Task details
Extract the portion of the entries that begins with the first line and ends with the line containing "[131,243,204,313]", including both of those lines, and reproduce it verbatim.

Records from a data source
☆ ☆ ☆
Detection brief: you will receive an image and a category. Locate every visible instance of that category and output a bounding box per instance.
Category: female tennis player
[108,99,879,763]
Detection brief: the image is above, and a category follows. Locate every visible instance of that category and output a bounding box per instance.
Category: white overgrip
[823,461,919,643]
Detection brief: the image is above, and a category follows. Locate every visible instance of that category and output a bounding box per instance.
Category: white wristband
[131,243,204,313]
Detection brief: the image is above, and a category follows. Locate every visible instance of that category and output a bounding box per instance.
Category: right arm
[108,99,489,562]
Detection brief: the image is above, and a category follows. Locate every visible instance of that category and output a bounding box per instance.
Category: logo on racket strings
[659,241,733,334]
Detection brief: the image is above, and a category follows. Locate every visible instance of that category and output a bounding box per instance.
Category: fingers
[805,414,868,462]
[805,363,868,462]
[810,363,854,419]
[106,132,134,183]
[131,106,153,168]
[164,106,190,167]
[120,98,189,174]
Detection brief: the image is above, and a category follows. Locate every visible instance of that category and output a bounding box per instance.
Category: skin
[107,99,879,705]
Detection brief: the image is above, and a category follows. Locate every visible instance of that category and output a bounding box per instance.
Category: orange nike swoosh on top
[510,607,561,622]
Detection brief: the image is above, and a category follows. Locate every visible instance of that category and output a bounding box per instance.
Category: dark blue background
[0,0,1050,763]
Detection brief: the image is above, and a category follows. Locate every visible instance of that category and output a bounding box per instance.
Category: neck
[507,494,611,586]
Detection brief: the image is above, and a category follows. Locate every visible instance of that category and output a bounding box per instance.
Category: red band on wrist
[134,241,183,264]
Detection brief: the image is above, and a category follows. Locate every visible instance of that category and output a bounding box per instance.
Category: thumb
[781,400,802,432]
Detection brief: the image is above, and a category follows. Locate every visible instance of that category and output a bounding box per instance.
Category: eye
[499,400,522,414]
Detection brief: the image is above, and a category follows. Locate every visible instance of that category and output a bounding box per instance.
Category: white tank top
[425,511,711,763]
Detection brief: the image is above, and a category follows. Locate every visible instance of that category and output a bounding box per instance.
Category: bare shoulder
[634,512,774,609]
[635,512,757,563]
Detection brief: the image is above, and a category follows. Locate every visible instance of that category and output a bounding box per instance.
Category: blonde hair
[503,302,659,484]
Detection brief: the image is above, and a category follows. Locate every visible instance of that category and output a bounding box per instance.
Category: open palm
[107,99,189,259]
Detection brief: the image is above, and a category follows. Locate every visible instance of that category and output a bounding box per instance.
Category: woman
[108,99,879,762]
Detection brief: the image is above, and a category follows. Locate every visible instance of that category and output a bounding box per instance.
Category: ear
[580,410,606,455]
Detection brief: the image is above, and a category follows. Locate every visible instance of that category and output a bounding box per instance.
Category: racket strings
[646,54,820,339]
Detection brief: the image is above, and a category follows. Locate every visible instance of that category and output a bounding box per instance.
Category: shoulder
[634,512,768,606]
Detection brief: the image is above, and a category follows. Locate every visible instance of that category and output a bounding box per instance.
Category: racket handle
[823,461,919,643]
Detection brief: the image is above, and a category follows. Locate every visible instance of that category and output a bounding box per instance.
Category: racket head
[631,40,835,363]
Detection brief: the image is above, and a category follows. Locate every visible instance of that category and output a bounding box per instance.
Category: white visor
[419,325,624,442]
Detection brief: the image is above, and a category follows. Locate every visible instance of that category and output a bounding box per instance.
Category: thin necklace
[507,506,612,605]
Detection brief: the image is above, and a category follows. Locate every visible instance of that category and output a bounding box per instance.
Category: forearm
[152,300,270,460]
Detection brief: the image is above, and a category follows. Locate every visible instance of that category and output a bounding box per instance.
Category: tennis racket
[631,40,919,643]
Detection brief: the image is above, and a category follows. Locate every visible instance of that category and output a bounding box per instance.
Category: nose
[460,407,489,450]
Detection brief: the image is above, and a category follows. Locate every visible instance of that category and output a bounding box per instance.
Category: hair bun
☆ ☆ ☆
Task answer
Detection brief: you will receive an image and a category. Locate every visible instance of that category and output a bounding box per instance.
Category: female tennis player
[108,99,879,763]
Detection brief: the image is above, and a category follows. Locate every visible instance of that category and output a bounding box per instance.
Category: white overgrip
[823,461,919,643]
Detection brief: the image is above, and a category follows. Locate every visible instance of that category and output a bounding box per instance.
Category: white wristband
[131,243,204,313]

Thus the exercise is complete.